BEGIN Provided text

For example, if you have your peaks and promoters in data.frame's you can do something like:

library(regioneR)
pt <- overlapPermTest(A=peaks, B=promoters)
plot(pt)


or, if you want to evaluate the size of your peaks, you can define a function returning the mean height of the peaks overlapping the promoters and use it in your test:

meanHeight <- function(A, B, ...) {
overlapping.A <- subsetByOverlaps(A, B)
return(mean(overlapping.A\$height))
}
pt <- permTest(A=peaks, B=promoters, evaluate.function=meanHeight, randomize.function=randomizeRegions, ntimes=100)
plot(pt)


0
Entering edit mode

bernatel,

Since you mention regioneR - is there a discussion forum where users can contact regioneR developers? I like the permutation strategy but it is extremely slow. I have been running randomizeRegions() function for more than 10min [not finished yet] with no result coming up. The GRange files has >70,000 regions. If just one iteration of region randomization takes so much time I don't think it's feasible to do even more than 10 permutations but that is not enough really to have any statistical power.... Or else is it possible that the function is simply stuck without me even realizing it? As a test I have run randomizeRegions() on GRange file of 10 regions and it yielded a result relatively quickly.

END Provided text

» Questions on the material:
[A] Decide whether each statement agrees with the regioneR forum thread. Answer yes or no for each, and quote the words from the thread that settle it: (i) in the meanHeight example, permTest is run with ntimes set to 100; (ii) the poster says randomizeRegions() finished on the large file after about 10 minutes; (iii) the poster's test run of randomizeRegions() used a GRange file of 10 regions.
[B] Pick up the regioneR forum thread after its final sentence and write what comes next.
The items play no part in this work.

BEGIN Data records

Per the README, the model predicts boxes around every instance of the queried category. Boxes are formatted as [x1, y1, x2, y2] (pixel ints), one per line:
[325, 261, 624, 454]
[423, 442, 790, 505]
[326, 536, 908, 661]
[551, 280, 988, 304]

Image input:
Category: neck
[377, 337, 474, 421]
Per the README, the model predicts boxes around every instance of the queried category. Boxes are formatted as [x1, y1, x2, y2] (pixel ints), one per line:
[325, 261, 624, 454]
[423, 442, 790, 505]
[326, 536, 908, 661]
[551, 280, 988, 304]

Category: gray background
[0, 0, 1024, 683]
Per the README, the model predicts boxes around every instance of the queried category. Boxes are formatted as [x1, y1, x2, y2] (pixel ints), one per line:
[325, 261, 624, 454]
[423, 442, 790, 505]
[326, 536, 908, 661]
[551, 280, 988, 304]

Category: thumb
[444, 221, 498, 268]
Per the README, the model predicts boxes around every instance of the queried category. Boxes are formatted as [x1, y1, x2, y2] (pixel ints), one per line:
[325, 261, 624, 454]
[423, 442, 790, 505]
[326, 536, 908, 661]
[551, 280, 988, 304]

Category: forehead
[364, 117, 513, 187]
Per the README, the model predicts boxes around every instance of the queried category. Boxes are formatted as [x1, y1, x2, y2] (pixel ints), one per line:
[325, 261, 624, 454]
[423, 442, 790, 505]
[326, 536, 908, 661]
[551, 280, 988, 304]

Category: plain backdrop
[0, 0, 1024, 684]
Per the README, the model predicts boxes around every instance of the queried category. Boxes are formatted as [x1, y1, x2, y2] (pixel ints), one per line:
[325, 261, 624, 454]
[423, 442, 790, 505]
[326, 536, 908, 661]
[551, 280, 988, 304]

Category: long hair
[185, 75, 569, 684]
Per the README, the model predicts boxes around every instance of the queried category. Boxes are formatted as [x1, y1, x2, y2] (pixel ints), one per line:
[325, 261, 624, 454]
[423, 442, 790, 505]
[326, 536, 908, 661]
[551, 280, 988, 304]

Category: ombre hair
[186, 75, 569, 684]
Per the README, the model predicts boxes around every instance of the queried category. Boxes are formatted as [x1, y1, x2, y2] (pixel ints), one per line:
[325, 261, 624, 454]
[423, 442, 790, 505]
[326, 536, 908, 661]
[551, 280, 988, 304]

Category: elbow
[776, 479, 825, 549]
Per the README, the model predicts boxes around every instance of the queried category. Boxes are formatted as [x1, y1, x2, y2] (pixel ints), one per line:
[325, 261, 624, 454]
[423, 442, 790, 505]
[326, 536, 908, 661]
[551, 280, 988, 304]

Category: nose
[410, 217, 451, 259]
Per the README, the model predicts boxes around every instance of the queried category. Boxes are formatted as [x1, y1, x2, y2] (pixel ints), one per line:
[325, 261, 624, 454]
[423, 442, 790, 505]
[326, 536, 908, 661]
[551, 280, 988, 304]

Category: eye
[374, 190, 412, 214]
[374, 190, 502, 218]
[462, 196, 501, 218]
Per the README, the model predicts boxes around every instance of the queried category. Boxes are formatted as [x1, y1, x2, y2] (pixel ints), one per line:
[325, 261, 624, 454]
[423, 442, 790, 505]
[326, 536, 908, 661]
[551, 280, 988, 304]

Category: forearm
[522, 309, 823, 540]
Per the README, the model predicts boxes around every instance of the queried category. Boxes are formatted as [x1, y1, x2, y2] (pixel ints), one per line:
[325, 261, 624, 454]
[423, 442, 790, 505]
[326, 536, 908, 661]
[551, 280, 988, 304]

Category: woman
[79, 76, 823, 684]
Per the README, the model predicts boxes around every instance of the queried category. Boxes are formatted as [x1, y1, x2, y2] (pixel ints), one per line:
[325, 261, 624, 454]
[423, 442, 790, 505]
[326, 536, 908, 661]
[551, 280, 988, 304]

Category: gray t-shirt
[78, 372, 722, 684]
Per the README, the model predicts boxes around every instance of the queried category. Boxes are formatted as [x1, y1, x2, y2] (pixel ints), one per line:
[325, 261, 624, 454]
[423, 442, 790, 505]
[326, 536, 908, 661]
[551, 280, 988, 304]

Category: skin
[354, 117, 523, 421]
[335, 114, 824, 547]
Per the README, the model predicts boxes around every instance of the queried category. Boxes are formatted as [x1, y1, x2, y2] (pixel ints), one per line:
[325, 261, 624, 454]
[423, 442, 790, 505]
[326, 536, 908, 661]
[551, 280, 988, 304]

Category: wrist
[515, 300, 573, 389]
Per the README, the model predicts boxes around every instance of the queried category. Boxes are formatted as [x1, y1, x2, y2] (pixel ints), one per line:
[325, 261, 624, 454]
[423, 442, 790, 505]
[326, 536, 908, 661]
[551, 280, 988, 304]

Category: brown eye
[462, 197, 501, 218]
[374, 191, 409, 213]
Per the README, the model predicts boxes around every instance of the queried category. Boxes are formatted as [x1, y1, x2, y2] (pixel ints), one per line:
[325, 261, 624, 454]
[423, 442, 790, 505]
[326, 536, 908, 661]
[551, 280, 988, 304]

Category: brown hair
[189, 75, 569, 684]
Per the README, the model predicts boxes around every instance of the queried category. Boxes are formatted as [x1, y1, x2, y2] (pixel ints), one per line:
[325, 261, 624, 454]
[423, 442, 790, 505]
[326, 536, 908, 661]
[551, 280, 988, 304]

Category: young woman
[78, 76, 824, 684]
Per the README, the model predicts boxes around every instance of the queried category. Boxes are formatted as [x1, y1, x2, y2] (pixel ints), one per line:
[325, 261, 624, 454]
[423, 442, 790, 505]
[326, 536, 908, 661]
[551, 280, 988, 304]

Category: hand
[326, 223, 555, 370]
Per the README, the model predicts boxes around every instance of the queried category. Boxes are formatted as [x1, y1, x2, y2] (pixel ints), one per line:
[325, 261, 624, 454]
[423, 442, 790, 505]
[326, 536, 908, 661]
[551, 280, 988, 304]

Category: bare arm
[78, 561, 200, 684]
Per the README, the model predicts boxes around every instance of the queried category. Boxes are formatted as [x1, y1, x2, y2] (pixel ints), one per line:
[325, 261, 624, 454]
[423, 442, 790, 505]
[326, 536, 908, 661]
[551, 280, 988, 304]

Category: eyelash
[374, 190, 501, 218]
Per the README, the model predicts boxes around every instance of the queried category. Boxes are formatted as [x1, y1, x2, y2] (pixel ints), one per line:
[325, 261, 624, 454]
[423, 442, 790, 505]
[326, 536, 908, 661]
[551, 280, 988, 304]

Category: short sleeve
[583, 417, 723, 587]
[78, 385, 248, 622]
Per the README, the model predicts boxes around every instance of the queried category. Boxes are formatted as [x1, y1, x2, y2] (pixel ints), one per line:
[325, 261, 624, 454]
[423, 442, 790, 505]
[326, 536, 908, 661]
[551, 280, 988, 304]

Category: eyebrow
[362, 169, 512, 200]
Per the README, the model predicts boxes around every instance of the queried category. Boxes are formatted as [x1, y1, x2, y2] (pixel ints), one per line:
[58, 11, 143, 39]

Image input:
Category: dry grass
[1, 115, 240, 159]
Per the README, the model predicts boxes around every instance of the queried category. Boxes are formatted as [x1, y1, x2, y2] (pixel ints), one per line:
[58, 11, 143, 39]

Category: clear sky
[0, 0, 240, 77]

END Data records

» Per-task outputs:
[A]
(i) Yes: "ntimes=100"
(ii) No: "I have been running randomizeRegions() function for more than 10min [not finished yet]"
(iii) Yes: "As a test I have run randomizeRegions() on GRange file of 10 regions"

[B]
0
Entering edit mode

You can find the email address of the package maintainer (in this case, me) in the pakage page at http://www.bioconductor.org/packages/regioneR. You could also write a message in bioconductor's support forum (https://support.bioconductor.org/) with a "regioneR" tag on it. In any case, regarding your question, we had a performance problem with the randomization process and it could take quite long to randomize large region sets. With the latest version in Bioconductor devel (to be released on October 2015) we have improved the performance of the randomization process 10 to 100x depending on the situation. In any case, to speed up things you could try with circularRandomizeRegions, which is MUCH faster, or set non.overlapping=FALSE in randomize regions, which would also speed up the computation quite a bit. In any case if you have any other problem you can write an email and we'll try to help you in using regioneR.

2
Entering edit mode
7.0 years ago
TriS ★ 4.5k

a pretty precise way of doing it is to bootstrap random genomic regions and get the % that overlaps with TSS regions, (edit - it's pretty similar to the approach the Ryan wrote, if you have fun coding, go for it)...to do this you:

- take the size of your set i.e. 100 regions with your xx% intersection

- randomly sample from the genome groups of 100 regions of the same size (bedtools allows you to do so) (with replacement)

- calculate the % of those that overlap and save value in array

- repeat 1000 or 10.000 times

- plot the distribution of this (expected) vs the xx% intersection that you have from your initial regions (this will be a histogram for the expected and 1 vertical line for the observed values)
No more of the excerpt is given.